[WHAT TO WORK ON]
Your job is to retype the whole listing exactly.

-------- PROVIDED INFORMATION

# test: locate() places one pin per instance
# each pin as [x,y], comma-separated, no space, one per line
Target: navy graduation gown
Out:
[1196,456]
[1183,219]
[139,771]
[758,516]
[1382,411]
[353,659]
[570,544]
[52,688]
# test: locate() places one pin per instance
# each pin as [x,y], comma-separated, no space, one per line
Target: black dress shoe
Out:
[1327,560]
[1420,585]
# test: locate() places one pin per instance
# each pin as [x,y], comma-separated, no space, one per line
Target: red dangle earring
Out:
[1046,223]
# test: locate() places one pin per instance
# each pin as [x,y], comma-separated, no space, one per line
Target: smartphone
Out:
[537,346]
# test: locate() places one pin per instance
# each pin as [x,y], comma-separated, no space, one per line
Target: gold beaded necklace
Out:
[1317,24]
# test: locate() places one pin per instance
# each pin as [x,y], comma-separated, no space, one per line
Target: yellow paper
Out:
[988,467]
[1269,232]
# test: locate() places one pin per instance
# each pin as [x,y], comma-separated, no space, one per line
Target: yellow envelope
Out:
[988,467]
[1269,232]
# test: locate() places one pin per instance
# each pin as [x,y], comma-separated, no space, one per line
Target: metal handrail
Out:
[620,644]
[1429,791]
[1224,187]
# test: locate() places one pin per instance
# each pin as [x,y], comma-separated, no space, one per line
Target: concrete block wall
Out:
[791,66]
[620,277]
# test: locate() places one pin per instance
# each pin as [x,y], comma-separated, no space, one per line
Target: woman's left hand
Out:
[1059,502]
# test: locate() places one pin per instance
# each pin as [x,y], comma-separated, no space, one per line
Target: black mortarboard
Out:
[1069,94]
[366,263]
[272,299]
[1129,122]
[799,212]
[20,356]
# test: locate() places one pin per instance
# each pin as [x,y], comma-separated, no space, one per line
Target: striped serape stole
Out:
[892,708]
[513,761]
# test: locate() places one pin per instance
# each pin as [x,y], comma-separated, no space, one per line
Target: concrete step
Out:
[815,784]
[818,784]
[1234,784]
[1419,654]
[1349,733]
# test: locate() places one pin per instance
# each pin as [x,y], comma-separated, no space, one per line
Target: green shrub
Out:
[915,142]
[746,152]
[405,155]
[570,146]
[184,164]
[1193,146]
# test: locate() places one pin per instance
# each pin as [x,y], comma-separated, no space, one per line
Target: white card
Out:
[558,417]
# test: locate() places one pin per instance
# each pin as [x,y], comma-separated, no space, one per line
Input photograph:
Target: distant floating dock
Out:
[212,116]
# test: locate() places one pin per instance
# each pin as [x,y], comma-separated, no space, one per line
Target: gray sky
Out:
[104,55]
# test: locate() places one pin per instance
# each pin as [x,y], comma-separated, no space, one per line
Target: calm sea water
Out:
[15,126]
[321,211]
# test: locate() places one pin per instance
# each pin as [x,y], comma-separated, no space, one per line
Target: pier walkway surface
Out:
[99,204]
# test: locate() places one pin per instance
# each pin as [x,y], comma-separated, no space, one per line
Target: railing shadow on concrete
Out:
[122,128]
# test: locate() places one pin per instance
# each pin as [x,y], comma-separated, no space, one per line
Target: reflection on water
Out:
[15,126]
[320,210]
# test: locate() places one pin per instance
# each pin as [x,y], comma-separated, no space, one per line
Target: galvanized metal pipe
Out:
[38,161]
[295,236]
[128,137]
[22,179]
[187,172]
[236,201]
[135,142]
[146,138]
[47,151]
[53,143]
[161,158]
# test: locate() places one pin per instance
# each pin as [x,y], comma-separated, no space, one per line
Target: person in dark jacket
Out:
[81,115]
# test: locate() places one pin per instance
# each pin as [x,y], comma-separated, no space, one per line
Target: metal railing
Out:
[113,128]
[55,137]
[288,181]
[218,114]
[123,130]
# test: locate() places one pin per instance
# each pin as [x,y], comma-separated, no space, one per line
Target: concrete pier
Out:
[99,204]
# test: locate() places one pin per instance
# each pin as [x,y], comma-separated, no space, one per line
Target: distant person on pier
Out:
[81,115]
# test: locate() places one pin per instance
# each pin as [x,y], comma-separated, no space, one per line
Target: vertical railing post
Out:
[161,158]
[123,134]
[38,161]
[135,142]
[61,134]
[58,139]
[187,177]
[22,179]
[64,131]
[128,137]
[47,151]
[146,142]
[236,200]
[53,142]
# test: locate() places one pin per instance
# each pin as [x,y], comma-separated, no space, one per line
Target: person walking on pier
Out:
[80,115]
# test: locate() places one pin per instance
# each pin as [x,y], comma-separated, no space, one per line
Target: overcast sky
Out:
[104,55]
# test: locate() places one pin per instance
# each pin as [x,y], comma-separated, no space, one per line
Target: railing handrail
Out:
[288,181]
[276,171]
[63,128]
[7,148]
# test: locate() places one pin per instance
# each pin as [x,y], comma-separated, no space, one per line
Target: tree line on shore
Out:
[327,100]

----------------

[ANSWER SECTION]
# test: locate() places one pin per instance
# each pin as [x,y], comma-separated, no space, one per line
Target: navy graduation gown
Out:
[1196,456]
[1183,219]
[139,771]
[758,516]
[1382,411]
[353,659]
[570,544]
[52,688]
# test: locate() places one pin per instance
# each pin as [x,y], comma-separated, no space, one per line
Target: black dress shoe
Out:
[1327,560]
[1420,585]
# test: locate() places one pin per instance
# each pin as [x,y], comma-separated, no space, one per line
Target: red dangle earring
Out:
[1046,223]
# test: locate() places one pin per instance
# each pin as [x,y], comma-separated, no space, one per line
Target: smartphone
Out:
[537,346]
# test: locate() places one pin per instance
# each pin as [x,y], comma-separated, no space, one per line
Target: gold beaded necklace
Out:
[1317,24]
# test: locate() places one pin per instance
# each pin as [x,y], comma-separated, no space, one per line
Target: yellow paper
Out:
[988,467]
[1269,232]
# test: locate() places one pin per instance
# each pin as [x,y], comma-separated, no space, one per line
Target: yellow envelope
Out:
[988,467]
[1269,232]
# test: locate() places one pin per instance
# each pin as [x,y], comma-separated, no space, one per line
Target: metal handrail
Out:
[620,644]
[1429,791]
[1224,187]
# test: locate() places one pin per instance
# each pin as [x,y], comma-separated, no space, one per line
Target: concrete block wall
Out:
[791,66]
[620,277]
# test: locate() places one pin per instance
# each pin as [x,y], comma-separated, no space, one per line
Target: woman's left hand
Out:
[1059,502]
# test: locate() places one pin per instance
# each pin as [x,y], comma-separated, no space, one per line
Target: black mortarboard
Out:
[1069,94]
[366,263]
[272,299]
[1129,122]
[799,212]
[20,356]
# test: locate() places one pin per instance
# each pin as [x,y], comma-separated, no space, one per line
Target: striped serape stole
Out:
[892,708]
[513,761]
# test: locate() places one pin per instance
# each pin as [x,y], comma-separated, no space, one per line
Target: concrete step
Out:
[815,784]
[818,784]
[1234,784]
[1419,654]
[1349,733]
# test: locate() places one pin per instance
# each pin as [x,y], comma-separated, no space, one per line
Target: green shrub
Out:
[915,142]
[746,152]
[405,155]
[570,146]
[184,164]
[1193,146]
# test: locate() places one pin per instance
# each pin as [x,y], comma-separated, no space, one per line
Target: white card
Out:
[558,417]
# test: locate() places one pin per instance
# each pin as [x,y], comma-separated, no space, one per line
Input photograph:
Target: distant floating dock
Out:
[212,116]
# test: locate() places one pin per instance
# each pin as [x,y], comma-separated, no space, one per line
Target: gray sky
Out:
[104,55]
# test: locate() places one pin per instance
# each pin as [x,y], comma-separated, no space, one per line
Target: calm sea water
Out:
[15,126]
[321,211]
# test: locate() places one pin per instance
# each pin as [x,y], comma-separated, no space, one per line
Target: pier walkway surface
Out:
[99,204]
# test: locate() places one pin per instance
# each pin as [x,y], comma-separated, no space, one per line
Target: railing shadow on concrete
Out:
[122,128]
# test: locate() places one pin per instance
# each pin as [x,y], comma-separated, no space, one per line
Target: reflection on water
Out:
[15,126]
[320,210]
# test: locate() places one pin per instance
# each pin as [x,y], comma-separated, no space, one per line
Target: galvanized metal pipe
Out:
[38,161]
[295,236]
[128,137]
[22,179]
[187,172]
[236,201]
[135,142]
[146,138]
[47,151]
[53,143]
[161,158]
# test: locate() places one pin per instance
# each pin as [x,y], comma-separated, no space, one per line
Target: person in dark jacket
Out:
[81,115]
# test: locate() places one pin per instance
# each pin as [x,y], comma-separated, no space, one per line
Target: metal railing
Out:
[113,128]
[55,137]
[288,181]
[218,114]
[123,130]
# test: locate() places one pin per instance
# each pin as [x,y], comma-separated, no space, one per line
Target: concrete pier
Out:
[99,204]
# test: locate() places one pin per instance
# each pin as [x,y], comma-separated, no space, one per line
Target: distant person on pier
Out:
[81,115]
# test: locate() places one pin per instance
# each pin as [x,y], comma-separated, no space, one per line
Target: vertical railing post
Out:
[161,158]
[123,134]
[38,161]
[135,142]
[61,134]
[58,139]
[187,177]
[22,179]
[64,131]
[128,137]
[47,151]
[146,142]
[236,200]
[53,142]
# test: locate() places one pin per instance
# each pin as [x,y], comma-separated, no space, one per line
Target: person walking on pier
Out:
[80,115]
# test: locate() places one pin per instance
# each pin as [x,y], comma-separated, no space, one per line
Target: overcast sky
Out:
[104,55]
# test: locate() places one pin per instance
# each pin as [x,y], comma-separated, no space, one per line
Target: railing handrail
Out:
[288,181]
[276,171]
[63,128]
[7,148]
# test: locate() places one pin per instance
# each pin as [x,y], comma-separated, no space, one per line
Target: tree line on shore
Out:
[327,100]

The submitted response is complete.